_Available records:_
....................

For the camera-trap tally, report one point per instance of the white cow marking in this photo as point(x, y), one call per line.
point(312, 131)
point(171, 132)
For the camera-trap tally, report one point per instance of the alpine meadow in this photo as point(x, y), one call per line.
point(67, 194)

....................

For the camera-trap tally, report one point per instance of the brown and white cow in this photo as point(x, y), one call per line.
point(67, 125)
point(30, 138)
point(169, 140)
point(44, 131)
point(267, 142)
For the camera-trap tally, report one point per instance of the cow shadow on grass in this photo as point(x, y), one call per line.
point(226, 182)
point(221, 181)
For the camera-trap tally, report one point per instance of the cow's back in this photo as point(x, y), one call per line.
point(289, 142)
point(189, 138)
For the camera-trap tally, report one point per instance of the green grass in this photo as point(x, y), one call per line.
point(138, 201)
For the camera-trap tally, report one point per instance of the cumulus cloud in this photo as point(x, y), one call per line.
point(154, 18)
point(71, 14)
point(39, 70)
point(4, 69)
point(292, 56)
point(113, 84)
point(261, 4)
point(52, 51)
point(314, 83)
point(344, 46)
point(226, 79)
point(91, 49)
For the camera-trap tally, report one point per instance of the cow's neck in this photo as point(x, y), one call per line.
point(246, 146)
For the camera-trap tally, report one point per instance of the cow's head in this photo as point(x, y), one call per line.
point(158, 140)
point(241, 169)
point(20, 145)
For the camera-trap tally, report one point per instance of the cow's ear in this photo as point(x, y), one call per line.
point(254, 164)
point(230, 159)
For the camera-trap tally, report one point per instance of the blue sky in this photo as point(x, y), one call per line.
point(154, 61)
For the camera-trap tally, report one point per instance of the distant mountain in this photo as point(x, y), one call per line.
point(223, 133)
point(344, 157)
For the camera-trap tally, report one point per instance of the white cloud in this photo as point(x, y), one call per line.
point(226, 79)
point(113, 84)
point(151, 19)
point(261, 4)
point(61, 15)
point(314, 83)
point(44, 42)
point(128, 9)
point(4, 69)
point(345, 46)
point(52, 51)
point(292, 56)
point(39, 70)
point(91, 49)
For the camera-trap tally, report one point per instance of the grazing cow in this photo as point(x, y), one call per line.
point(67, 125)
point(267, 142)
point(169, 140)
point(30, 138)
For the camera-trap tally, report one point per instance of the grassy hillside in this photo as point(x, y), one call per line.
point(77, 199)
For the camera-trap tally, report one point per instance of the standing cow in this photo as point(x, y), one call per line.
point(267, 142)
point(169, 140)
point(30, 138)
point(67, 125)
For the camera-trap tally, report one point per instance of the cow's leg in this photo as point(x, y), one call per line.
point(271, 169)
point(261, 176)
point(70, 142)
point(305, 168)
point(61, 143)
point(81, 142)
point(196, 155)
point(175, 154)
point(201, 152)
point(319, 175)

....................

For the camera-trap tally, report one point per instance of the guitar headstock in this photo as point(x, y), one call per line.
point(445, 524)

....................

_What you are asked to do:_ Rewrite the records in the stretch from the line containing "of the standing" through the line containing "point(319, 175)", both ends included. Increase every x and y coordinate in the answers by 36, and copy every other line unchanged.

_Full solution:_
For the camera-trap tally, report one point per instance of the standing cow in this photo as point(x, y), one call per line.
point(303, 178)
point(205, 176)
point(66, 174)
point(103, 161)
For the camera-trap tally, report one point per instance of the cow's leg in this photo as point(x, y), one call per line.
point(307, 205)
point(297, 212)
point(106, 178)
point(341, 204)
point(97, 179)
point(117, 178)
point(232, 191)
point(211, 190)
point(237, 188)
point(355, 211)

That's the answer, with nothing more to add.